Work instructions:
Could you transcribe the entries below exactly, without any of the pictures?
# # # # # # #
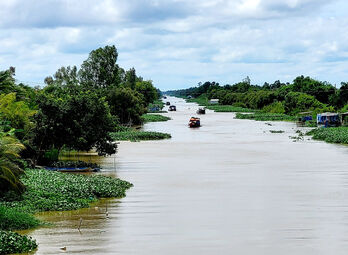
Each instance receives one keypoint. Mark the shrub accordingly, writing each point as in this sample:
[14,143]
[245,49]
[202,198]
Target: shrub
[139,135]
[276,107]
[11,242]
[154,118]
[55,191]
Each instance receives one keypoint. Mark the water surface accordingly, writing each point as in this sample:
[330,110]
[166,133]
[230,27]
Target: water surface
[228,187]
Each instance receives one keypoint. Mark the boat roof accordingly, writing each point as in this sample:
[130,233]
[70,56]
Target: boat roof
[328,114]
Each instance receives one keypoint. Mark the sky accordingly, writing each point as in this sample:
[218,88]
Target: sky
[178,43]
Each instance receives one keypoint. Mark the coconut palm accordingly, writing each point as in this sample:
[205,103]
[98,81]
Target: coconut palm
[9,170]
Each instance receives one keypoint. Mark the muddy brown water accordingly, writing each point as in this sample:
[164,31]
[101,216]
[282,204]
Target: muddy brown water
[228,187]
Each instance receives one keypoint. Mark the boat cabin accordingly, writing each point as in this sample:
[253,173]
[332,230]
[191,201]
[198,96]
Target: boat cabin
[201,110]
[214,101]
[344,118]
[328,119]
[305,116]
[194,122]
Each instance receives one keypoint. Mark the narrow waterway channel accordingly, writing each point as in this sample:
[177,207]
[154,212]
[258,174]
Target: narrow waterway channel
[228,187]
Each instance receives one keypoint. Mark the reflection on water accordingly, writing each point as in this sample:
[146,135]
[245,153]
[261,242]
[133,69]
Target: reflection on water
[230,186]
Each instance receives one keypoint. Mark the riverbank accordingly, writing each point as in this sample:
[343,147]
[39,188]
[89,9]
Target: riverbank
[134,135]
[330,135]
[50,191]
[203,101]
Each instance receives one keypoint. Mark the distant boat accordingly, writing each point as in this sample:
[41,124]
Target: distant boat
[201,110]
[172,108]
[194,122]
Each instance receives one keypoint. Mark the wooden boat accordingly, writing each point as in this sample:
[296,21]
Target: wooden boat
[172,108]
[201,110]
[194,122]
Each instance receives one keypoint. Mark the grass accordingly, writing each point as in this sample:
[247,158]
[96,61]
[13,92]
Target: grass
[11,242]
[49,191]
[156,104]
[330,135]
[204,101]
[260,116]
[154,118]
[134,135]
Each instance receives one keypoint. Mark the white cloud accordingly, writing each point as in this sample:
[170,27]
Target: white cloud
[179,43]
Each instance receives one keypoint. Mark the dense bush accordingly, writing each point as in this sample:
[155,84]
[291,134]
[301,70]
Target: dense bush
[139,135]
[330,135]
[154,118]
[11,242]
[266,116]
[276,107]
[54,191]
[296,102]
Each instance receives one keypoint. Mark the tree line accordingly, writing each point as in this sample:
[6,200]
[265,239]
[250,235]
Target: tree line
[75,110]
[303,94]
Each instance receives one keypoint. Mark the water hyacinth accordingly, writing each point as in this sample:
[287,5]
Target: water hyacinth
[139,135]
[259,116]
[11,242]
[330,135]
[55,191]
[154,118]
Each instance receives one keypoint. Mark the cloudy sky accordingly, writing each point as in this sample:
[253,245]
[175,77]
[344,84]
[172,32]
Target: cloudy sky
[178,43]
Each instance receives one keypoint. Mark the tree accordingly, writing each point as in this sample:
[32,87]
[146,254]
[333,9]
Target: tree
[296,102]
[130,78]
[64,76]
[80,121]
[16,112]
[7,82]
[126,104]
[100,70]
[320,90]
[148,91]
[9,169]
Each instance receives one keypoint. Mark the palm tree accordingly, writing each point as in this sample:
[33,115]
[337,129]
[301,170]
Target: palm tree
[9,170]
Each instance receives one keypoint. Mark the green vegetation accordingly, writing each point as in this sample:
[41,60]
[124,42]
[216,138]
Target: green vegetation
[303,94]
[330,135]
[156,106]
[78,109]
[204,101]
[55,191]
[261,116]
[11,242]
[10,171]
[276,131]
[134,135]
[228,108]
[154,118]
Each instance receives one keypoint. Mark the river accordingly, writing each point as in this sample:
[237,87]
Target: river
[228,187]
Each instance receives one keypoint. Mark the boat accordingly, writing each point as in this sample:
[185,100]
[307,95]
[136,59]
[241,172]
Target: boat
[172,108]
[73,169]
[201,110]
[194,122]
# # # # # # #
Answer section:
Each instance receives one keypoint. Mark the shrub accordingly, writing each point as in this sample:
[14,143]
[245,49]
[202,198]
Target: shrub
[139,135]
[276,107]
[11,242]
[154,118]
[55,191]
Each instance receives one keypoint. Mark the water surface accordingly, writing each point as in this sample:
[330,110]
[166,133]
[230,27]
Target: water surface
[228,187]
Each instance receives one keypoint. Mark the boat roof accordingly, writing each point as in this sample:
[130,233]
[70,56]
Target: boat roof
[328,114]
Each instance receives one keypoint. Mark the sky accordingly, writing each point as in this sample:
[218,88]
Target: sky
[178,43]
Each instance receives one keypoint. Mark the coconut palm accordingly, writing each point as in this sample:
[205,103]
[98,81]
Target: coconut palm
[9,170]
Each instance receives one keypoint. Mark the muddy brown water accordingly, writing each point as in this sample:
[164,31]
[101,216]
[282,204]
Target: muddy brown water
[228,187]
Each instance receives one keypoint. Mark the boat cabin accordingly, writing each point as in this sample:
[253,173]
[332,230]
[191,201]
[198,96]
Target: boat cabin
[201,110]
[214,101]
[344,118]
[328,119]
[305,116]
[194,122]
Each instance receives one keypoint. Mark the narrow waterway channel accordingly, writing each point as in this sample:
[177,207]
[154,212]
[258,174]
Target: narrow waterway channel
[228,187]
Each instance receives one keypoint. Mark the reflection on water accordingly, writing each point as in this sample:
[146,135]
[245,153]
[261,242]
[133,69]
Target: reflection on water
[230,186]
Each instance receives one keypoint. Mark the riverbank accordingly, writing each point as in this sample:
[343,147]
[39,188]
[89,9]
Target: riverbank
[134,135]
[330,135]
[50,191]
[203,101]
Each instance receives one keypoint. Mark the distant boat accordingly, writing each point as in this sample:
[41,124]
Target: distant boat
[201,110]
[172,108]
[194,122]
Each instance receives one keypoint. Mark the wooden boat accordingly, writing each point as in this sample:
[296,21]
Target: wooden boat
[172,108]
[201,110]
[194,122]
Each instance receives one keypoint. Mark the grass accordingly, writing each point as in this sample:
[247,158]
[96,61]
[13,92]
Target: grass
[11,242]
[49,191]
[156,104]
[330,135]
[204,101]
[260,116]
[154,118]
[134,135]
Each instance receives one keypoint. Mark the white cloud accordingly, writing each point as in this sample:
[170,27]
Target: white cloud
[179,43]
Each instance receives one keypoint. Mark the dense bush accordingly, writing each point as in this sample:
[155,84]
[291,134]
[301,70]
Target: dense bush
[139,135]
[330,135]
[154,118]
[11,242]
[266,116]
[276,107]
[54,191]
[296,102]
Each instance receives one keypoint. Mark the tree line accordingly, writing each point as in this sample:
[6,200]
[265,239]
[250,235]
Target: tree line
[75,110]
[303,94]
Each instance receives one keypoint. Mark the water hyacinth accordingly, writing each point as in this sample:
[287,5]
Target: water hyacinth
[139,135]
[259,116]
[11,242]
[330,135]
[55,191]
[154,118]
Each instance receives one keypoint. Mark the cloudy sky accordingly, writing each point as in this sample:
[253,245]
[175,77]
[344,84]
[172,32]
Target: cloudy sky
[178,43]
Each instance receives one keypoint. Mark the tree accordingly, writing each point as in this sample:
[32,87]
[146,254]
[333,9]
Target: tree
[296,102]
[130,78]
[64,76]
[80,121]
[16,112]
[7,82]
[126,104]
[100,70]
[320,90]
[148,91]
[9,169]
Each instance receives one keypoint. Mark the palm tree accordingly, writing each point as in this sample:
[33,115]
[337,129]
[301,170]
Target: palm tree
[9,170]
Each instance receives one keypoint. Mark the green vegetation accordingly, writing each point as in this sample:
[41,60]
[124,42]
[216,138]
Target: green vegetation
[303,94]
[330,135]
[156,106]
[78,109]
[204,101]
[55,191]
[261,116]
[11,242]
[10,171]
[276,131]
[134,135]
[228,108]
[154,118]
Each instance receives one keypoint. Mark the river accordingly, writing each point as in this sample:
[237,87]
Target: river
[228,187]
Each instance receives one keypoint. Mark the boat accordingly, writing each point as in this sample:
[185,100]
[307,95]
[136,59]
[241,172]
Target: boat
[172,108]
[73,169]
[201,110]
[194,122]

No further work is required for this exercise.